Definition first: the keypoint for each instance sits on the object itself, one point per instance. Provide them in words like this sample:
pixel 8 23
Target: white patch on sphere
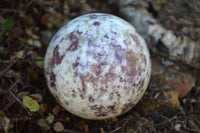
pixel 97 66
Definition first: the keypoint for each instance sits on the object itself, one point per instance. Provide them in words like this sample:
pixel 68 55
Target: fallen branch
pixel 161 41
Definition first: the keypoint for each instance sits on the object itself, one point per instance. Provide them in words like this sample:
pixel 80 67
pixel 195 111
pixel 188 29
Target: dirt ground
pixel 172 100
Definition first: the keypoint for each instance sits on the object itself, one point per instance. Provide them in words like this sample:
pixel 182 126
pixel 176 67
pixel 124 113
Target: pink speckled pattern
pixel 97 66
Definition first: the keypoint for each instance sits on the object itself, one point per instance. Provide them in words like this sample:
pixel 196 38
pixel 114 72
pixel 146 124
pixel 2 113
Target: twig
pixel 19 101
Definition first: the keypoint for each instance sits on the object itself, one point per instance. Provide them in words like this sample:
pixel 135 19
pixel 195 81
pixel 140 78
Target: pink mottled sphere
pixel 97 66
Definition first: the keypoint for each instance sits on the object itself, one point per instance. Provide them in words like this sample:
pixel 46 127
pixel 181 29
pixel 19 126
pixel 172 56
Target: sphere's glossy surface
pixel 97 66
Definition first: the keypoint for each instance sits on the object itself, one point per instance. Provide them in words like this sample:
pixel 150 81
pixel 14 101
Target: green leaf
pixel 8 23
pixel 42 123
pixel 31 104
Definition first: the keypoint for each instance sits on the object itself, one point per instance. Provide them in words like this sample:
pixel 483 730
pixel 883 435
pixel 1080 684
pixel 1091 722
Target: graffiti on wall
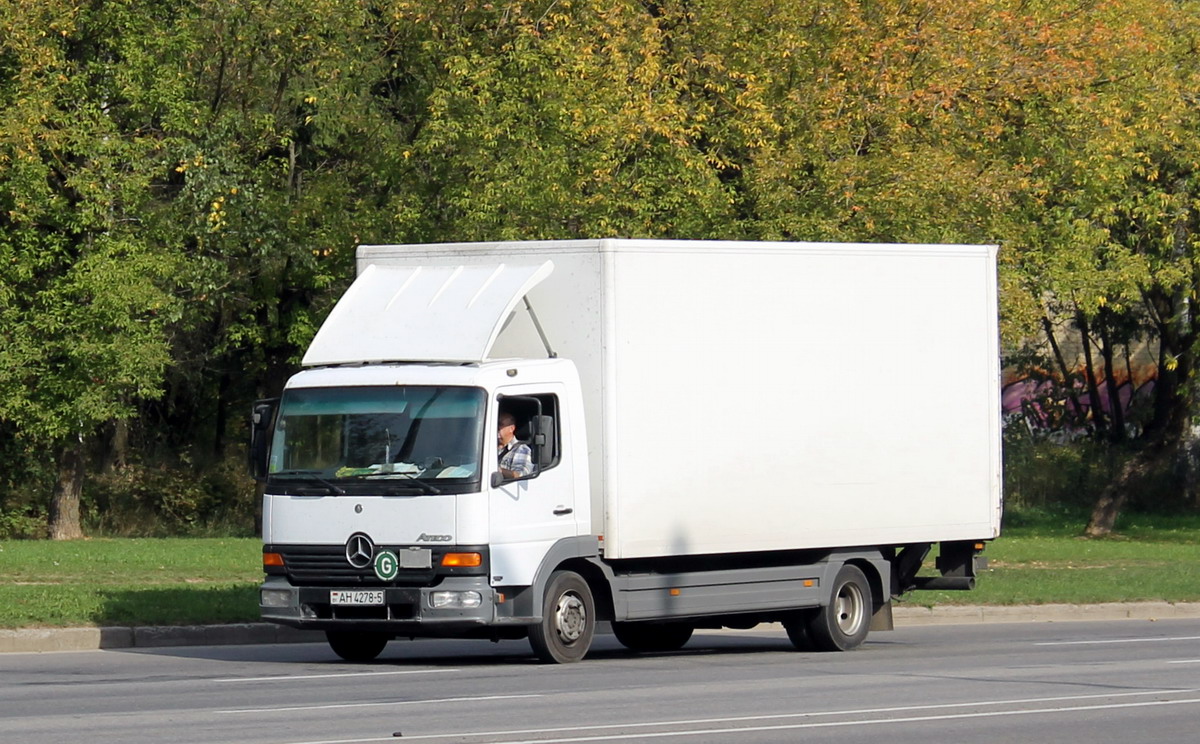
pixel 1043 405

**JOB:** Could you transcribe the records from their very start through the line containing "pixel 31 104", that line included, and leave the pictures out?

**RESULT FOR THIS TASK:**
Definition first: the keypoint for each instance sits on the object itself, one point per instance. Provide them in words like this sample:
pixel 8 23
Target: white patch on sphere
pixel 97 66
Definition first: the keypoint for each instance sits on the object itself, one point per instance. Provide them in words like this sample:
pixel 68 55
Target: fallen branch
pixel 161 41
Definition first: the keypoint for each instance sits on the object itself, one point per instance. Provide them in words like this sample:
pixel 80 67
pixel 195 111
pixel 188 29
Target: dirt ground
pixel 172 100
Definition first: the keypoint for each instance sits on the object itself, one point per instance. Provide them in words like this sample:
pixel 182 126
pixel 176 67
pixel 124 113
Target: pink speckled pattern
pixel 97 66
Definition first: the keypoint for each instance sits on the object itself, one point per instance. Provide them in words like this sample:
pixel 196 38
pixel 114 72
pixel 146 124
pixel 2 113
Target: twig
pixel 19 101
Definition first: the keypoint for each instance sits on the object itself, one point per instance. Provide them in words like this sample:
pixel 135 19
pixel 195 81
pixel 140 78
Target: pink mottled sphere
pixel 97 66
Definition first: the keypoint for each instance sits on the object itself, one point per instance. Provide them in words like this sample:
pixel 46 127
pixel 181 29
pixel 19 126
pixel 172 56
Target: sphere's glossy surface
pixel 97 66
Definition first: the keypoint for each instance sits on the object itself, one point per instance. Provide them in words like this sample:
pixel 150 81
pixel 14 101
Target: green leaf
pixel 8 23
pixel 42 123
pixel 31 104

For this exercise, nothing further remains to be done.